━━━ EXTRACTED MATERIAL

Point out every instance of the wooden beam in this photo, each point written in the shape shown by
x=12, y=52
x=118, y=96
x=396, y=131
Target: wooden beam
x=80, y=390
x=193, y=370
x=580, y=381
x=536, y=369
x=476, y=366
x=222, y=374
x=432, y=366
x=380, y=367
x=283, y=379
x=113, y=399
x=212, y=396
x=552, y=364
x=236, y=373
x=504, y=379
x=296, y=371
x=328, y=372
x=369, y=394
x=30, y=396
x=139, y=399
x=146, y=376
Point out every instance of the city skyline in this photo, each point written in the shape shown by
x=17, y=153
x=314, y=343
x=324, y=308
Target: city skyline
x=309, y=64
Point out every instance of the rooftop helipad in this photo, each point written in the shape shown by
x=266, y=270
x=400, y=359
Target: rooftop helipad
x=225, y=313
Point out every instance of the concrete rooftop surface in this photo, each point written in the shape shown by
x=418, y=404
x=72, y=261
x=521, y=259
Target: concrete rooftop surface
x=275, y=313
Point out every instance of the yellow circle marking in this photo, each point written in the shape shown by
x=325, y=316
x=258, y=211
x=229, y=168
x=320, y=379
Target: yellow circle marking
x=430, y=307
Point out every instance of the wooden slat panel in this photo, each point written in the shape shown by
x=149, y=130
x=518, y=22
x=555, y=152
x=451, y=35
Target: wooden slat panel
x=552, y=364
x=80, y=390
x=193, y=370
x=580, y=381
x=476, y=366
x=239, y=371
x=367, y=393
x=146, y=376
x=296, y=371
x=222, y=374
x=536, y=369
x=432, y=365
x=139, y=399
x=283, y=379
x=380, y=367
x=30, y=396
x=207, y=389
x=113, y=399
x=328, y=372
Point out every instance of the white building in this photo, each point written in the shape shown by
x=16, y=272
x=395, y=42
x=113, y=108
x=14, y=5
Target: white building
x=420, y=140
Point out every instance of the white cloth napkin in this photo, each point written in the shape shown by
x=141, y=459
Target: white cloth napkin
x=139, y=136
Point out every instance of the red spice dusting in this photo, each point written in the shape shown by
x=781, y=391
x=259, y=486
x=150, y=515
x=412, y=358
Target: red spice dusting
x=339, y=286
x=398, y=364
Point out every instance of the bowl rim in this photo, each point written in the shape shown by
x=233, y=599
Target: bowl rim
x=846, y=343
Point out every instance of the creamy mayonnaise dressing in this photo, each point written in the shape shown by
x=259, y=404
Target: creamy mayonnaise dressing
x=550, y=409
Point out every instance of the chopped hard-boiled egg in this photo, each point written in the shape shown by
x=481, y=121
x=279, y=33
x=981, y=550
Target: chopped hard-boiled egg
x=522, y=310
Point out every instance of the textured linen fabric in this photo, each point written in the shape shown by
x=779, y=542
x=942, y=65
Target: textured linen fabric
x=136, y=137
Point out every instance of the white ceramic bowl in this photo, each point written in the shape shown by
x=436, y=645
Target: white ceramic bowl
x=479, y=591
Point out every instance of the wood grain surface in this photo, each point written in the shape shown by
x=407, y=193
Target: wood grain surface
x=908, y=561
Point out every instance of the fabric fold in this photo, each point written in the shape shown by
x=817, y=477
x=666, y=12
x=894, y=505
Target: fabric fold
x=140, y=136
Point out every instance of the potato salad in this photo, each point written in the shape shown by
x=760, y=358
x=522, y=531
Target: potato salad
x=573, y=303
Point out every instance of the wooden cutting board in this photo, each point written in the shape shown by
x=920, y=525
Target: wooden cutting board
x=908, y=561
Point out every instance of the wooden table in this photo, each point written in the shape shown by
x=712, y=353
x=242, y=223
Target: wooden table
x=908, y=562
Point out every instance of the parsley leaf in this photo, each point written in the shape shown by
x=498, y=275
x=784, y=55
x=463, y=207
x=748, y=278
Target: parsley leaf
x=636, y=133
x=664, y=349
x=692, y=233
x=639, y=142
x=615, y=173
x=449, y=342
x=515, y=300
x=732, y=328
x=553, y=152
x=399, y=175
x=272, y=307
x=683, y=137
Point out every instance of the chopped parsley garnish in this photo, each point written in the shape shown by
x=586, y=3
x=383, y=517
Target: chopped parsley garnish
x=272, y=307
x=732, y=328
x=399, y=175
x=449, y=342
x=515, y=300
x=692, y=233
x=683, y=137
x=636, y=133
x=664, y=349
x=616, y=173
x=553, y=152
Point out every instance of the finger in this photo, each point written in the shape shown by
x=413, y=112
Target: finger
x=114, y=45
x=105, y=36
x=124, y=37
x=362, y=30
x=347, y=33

━━━━━━

◆ WORK TO COMPLETE ◆
From the line containing "Point out every instance of the chopped parsley" through the closing line of the material above, return every line exactly and omit all others.

◆ OUTPUT OF THE TASK ◆
Point out every instance of the chopped parsley garnish in this photo, each point written in the shape shown by
x=586, y=3
x=383, y=517
Target: chopped parsley garnish
x=272, y=307
x=732, y=328
x=399, y=175
x=449, y=342
x=515, y=300
x=692, y=233
x=683, y=137
x=636, y=133
x=664, y=349
x=616, y=173
x=553, y=152
Point out every instance of the finger in this photo, each point written in the shape shown by
x=413, y=112
Target: finger
x=114, y=45
x=105, y=36
x=124, y=37
x=362, y=30
x=347, y=33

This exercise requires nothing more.